§ Énoncé du problème 1: Recopiez intégralement, sans la moindre modification, l'appel de Slavutych reproduit ci-dessous.

§ Extrait sélectionné:
****
Appel de Slavutych lancé par la Conférence internationale "Tchernobyl 20 ans après :

Les pouvoirs locaux et régionaux face aux catastrophes"

Slavutych (Ukraine), 2– 4 mars 2006

Nous,

Participants de la Conférence internationale "Tchernobyl 20 ans après", élus locaux et régionaux, parlementaires et représentants de gouvernements, d’organisations internationales et d’organisations non gouvernementales, et experts,

Réunis à Slavutych pour marquer l’anniversaire des 20 ans de la catastrophe de Tchernobyl,

Adoptons un appel qui sera transmis au Congrès des Pouvoirs Locaux et Régionaux du Conseil de l’Europe et communiqué aux autres organisations pertinentes.

Ici, à cinquante kilomètres de Tchernobyl, 20 ans après la plus terrible catastrophe technologique de l’histoire de l’humanité, nous éprouvons la nécessité de réaffirmer solennellement cinq grands principes, que nous appellerons désormais "Principes de Slavutych" et qui devraient servir de lignes directrices aux autorités publiques dans les domaines de la sûreté nucléaire.

Cet appel que nous adoptons, nous souhaitons qu’il inspire à la fois les travaux du Congrès et que, s’il en est d’accord, il puisse faire l’objet d’une recommandation au Comité des Ministres du Conseil de l’Europe.

Les "Principes de Slavutych" :

1.       Le rôle central des Etats

L’industrie nucléaire, par la complexité et la dangerosité des processus engagés, est par nature de la responsabilité de l’Etat, en particulier pour les grands problèmes de technologie énergétique, d’implantation des installations et de sécurité afférentes à ces problèmes.

Les responsabilités éminentes de l’Etat à cet égard ne sauraient être déléguées. Seule une maîtrise par les acteurs étatiques en relation avec la communauté internationale permet d’envisager une gestion globale de la sûreté nucléaire, à l’échelle mondiale. De plus, seuls les Etats peuvent mobiliser les moyens nécessaires à l’éducation et à la recherche scientifique, qui sont essentielles et qui sont les premières mesures d’une politique de prévention à long terme.
****
§ Contenu des données:
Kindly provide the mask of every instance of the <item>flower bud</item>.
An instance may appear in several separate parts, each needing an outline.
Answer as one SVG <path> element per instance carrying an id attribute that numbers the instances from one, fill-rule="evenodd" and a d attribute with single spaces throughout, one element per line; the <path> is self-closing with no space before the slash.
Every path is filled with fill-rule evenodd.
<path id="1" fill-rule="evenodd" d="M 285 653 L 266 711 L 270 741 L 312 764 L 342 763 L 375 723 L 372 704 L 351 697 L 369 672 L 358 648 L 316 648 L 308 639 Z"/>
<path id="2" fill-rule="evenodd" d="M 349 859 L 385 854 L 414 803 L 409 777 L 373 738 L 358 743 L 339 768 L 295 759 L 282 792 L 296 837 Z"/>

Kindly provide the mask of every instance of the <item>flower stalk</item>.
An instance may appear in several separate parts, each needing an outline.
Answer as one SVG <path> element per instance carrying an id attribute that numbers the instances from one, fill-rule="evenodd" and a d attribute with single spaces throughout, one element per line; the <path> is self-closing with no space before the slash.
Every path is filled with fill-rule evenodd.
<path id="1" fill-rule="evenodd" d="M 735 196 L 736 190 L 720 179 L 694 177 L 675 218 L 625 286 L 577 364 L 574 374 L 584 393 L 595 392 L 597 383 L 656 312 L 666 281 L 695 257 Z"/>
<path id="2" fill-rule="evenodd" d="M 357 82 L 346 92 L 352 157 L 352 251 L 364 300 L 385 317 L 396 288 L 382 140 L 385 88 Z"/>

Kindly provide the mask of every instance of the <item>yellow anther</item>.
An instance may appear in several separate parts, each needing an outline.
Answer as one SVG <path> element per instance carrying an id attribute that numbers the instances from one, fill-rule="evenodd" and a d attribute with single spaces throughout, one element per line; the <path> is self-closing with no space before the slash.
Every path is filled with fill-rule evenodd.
****
§ Énoncé du problème 2: Combien de lignes des entrées ci-dessus contiennent le mot « Kindly » ? Indiquez uniquement ce nombre.

§ Réponse correcte 1:
Appel de Slavutych lancé par la Conférence internationale "Tchernobyl 20 ans après :

Les pouvoirs locaux et régionaux face aux catastrophes"

Slavutych (Ukraine), 2– 4 mars 2006

Nous,

Participants de la Conférence internationale "Tchernobyl 20 ans après", élus locaux et régionaux, parlementaires et représentants de gouvernements, d’organisations internationales et d’organisations non gouvernementales, et experts,

Réunis à Slavutych pour marquer l’anniversaire des 20 ans de la catastrophe de Tchernobyl,

Adoptons un appel qui sera transmis au Congrès des Pouvoirs Locaux et Régionaux du Conseil de l’Europe et communiqué aux autres organisations pertinentes.

Ici, à cinquante kilomètres de Tchernobyl, 20 ans après la plus terrible catastrophe technologique de l’histoire de l’humanité, nous éprouvons la nécessité de réaffirmer solennellement cinq grands principes, que nous appellerons désormais "Principes de Slavutych" et qui devraient servir de lignes directrices aux autorités publiques dans les domaines de la sûreté nucléaire.

Cet appel que nous adoptons, nous souhaitons qu’il inspire à la fois les travaux du Congrès et que, s’il en est d’accord, il puisse faire l’objet d’une recommandation au Comité des Ministres du Conseil de l’Europe.

Les "Principes de Slavutych" :

1.       Le rôle central des Etats

L’industrie nucléaire, par la complexité et la dangerosité des processus engagés, est par nature de la responsabilité de l’Etat, en particulier pour les grands problèmes de technologie énergétique, d’implantation des installations et de sécurité afférentes à ces problèmes.

Les responsabilités éminentes de l’Etat à cet égard ne sauraient être déléguées. Seule une maîtrise par les acteurs étatiques en relation avec la communauté internationale permet d’envisager une gestion globale de la sûreté nucléaire, à l’échelle mondiale. De plus, seuls les Etats peuvent mobiliser les moyens nécessaires à l’éducation et à la recherche scientifique, qui sont essentielles et qui sont les premières mesures d’une politique de prévention à long terme.

§ Réponse correcte 2: 3